Com efeito, “se o adicional de função (ex facto officii) tem em mira a retribuição de uma função especial exercida em condições comuns, a gratificação de serviço (propter laborem) colima a retribuição do serviço comum prestado em condições especiais” (Wallace Paiva Martins Junior. Remuneração dos agentes públicos, São Paulo: Saraiva, 2009, p. 85).

         Ademais, oportuno advertir que, verbis:

“as vantagens pecuniárias, sejam adicionais, sejam gratificações, não são meios para majorar a remuneração dos servidores, nem são meras liberalidades da Administração Pública. São acréscimos remuneratórios que se justificam nos fatos e situações de interesse da Administração Pública” (Diógenes Gasparini. Direito Administrativo, São Paulo: Saraiva, 2008, 13ª ed., p. 233).

         Os adicionais são devidos em razão do tempo de serviço (adicionais de vencimento ou por tempo de serviço) ou do exercício de cargo (condições inerentes ao cargo), que exige conhecimentos especializados ou regime especial de trabalho (adicionais de função) como melhora de retribuição. O adicional de função (ex facto officii) repousa no trabalho que está sendo feito (pro labore faciendo), razão pela qual cessado seu motivo, elide-se o respectivo pagamento, compreendendo as seguintes espécies:

“de tempo integral (regime em que o servidor fica inteiramente à disposição da pessoa a que se liga e proibido de exercer qualquer outra atividade pública ou privada), de dedicação plena (regime em que o servidor desempenha suas atribuições exclusivamente à pessoa pública a que se vincula, sem estar impedido de desempenhar outras em entidade pública ou privada, diversas das que desempenha para a pessoa pública em regime de dedicação plena) e de nível universitário (desempenho de atribuições que exige um conhecimento especializado, só alcançado pelos detentores de títulos universitários)” (Diógenes Gasparini. Direito Administrativo, São Paulo: Saraiva, 2008, 13ª ed., pp. 230-231).

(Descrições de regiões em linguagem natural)
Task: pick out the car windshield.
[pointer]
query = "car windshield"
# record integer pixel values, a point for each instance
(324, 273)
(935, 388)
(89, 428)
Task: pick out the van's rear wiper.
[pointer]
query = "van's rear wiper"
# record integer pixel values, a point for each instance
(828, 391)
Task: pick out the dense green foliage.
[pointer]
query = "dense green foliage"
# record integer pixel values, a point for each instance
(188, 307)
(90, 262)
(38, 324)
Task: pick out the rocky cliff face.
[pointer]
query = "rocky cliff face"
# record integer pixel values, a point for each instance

_Tarefas a realizar_:
a: Extraia do texto sobre adicionais e gratificações o trecho que vai de "Ademais, oportuno advertir" até "ed., p. 233).", inclusive.
b: Prolongue o texto sobre adicionais e gratificações dos servidores públicos a partir do ponto em que ele termina.

_Respostas abaixo_:
a:
Ademais, oportuno advertir que, verbis:

“as vantagens pecuniárias, sejam adicionais, sejam gratificações, não são meios para majorar a remuneração dos servidores, nem são meras liberalidades da Administração Pública. São acréscimos remuneratórios que se justificam nos fatos e situações de interesse da Administração Pública” (Diógenes Gasparini. Direito Administrativo, São Paulo: Saraiva, 2008, 13ª ed., p. 233).

b:
         As gratificações são precárias e contingentemente instituídas, para o desempenho de serviços comuns em condições anormais de segurança, salubridade ou onerosidade (gratificações de serviço) ou a título de ajuda em face de certos encargos pessoais (gratificações pessoais).

A gratificação de serviço é propter laborem e “é outorgada ao servidor a título de recompensa pelos ônus decorrentes do desempenho de serviços comuns em condições incomuns de segurança ou salubridade, ou concedida para compensar despesas extraordinárias realizadas no desempenho de serviços normais prestados em condições anormais” (Diógenes Gasparini. Direito Administrativo, São Paulo: Saraiva, 2008, 13ª ed., p. 232), albergando, por exemplo, situações como risco de vida ou saúde, serviços extraordinários (prestação fora da jornada de trabalho), local de exercício ou da prestação do serviço, razão do trabalho (bancas, comissões).

         É assaz relevante destacar que “o que caracteriza essa modalidade de gratificação é sua vinculação a um serviço comum, executado em condições excepcionais para o funcionário, ou a uma situação normal do serviço mas que acarreta despesas extraordinárias para o servidor”, razão pela qual “essas gratificações só devem ser percebidas enquanto o servidor está prestando o serviço que as enseja, porque são retribuições pecuniárias pro labore faciendo e propter laborem. Cessado o trabalho que lhes dá causa ou desaparecidos os motivos excepcionais e transitórios que as justificam, extingue-se a razão de seu pagamento”. (Hely Lopes Meirelles. Direito Administrativo Brasileiro, São Paulo: Malheiros, 2001, 26ª ed., pp. 457-458).

         Ora, a assiduidade, adotada como parâmetro para a concessão do bônus ora impugnado, é dever funcional geral, elementar ao exercício de qualquer função pública, não podendo, assim, ser considerada como critério para concessão da vantagem em comento. Ao se consignar ao servidor público municipal prêmio pecuniário pela assiduidade se está remunerando duplamente por cumprir nada mais do que seu dever.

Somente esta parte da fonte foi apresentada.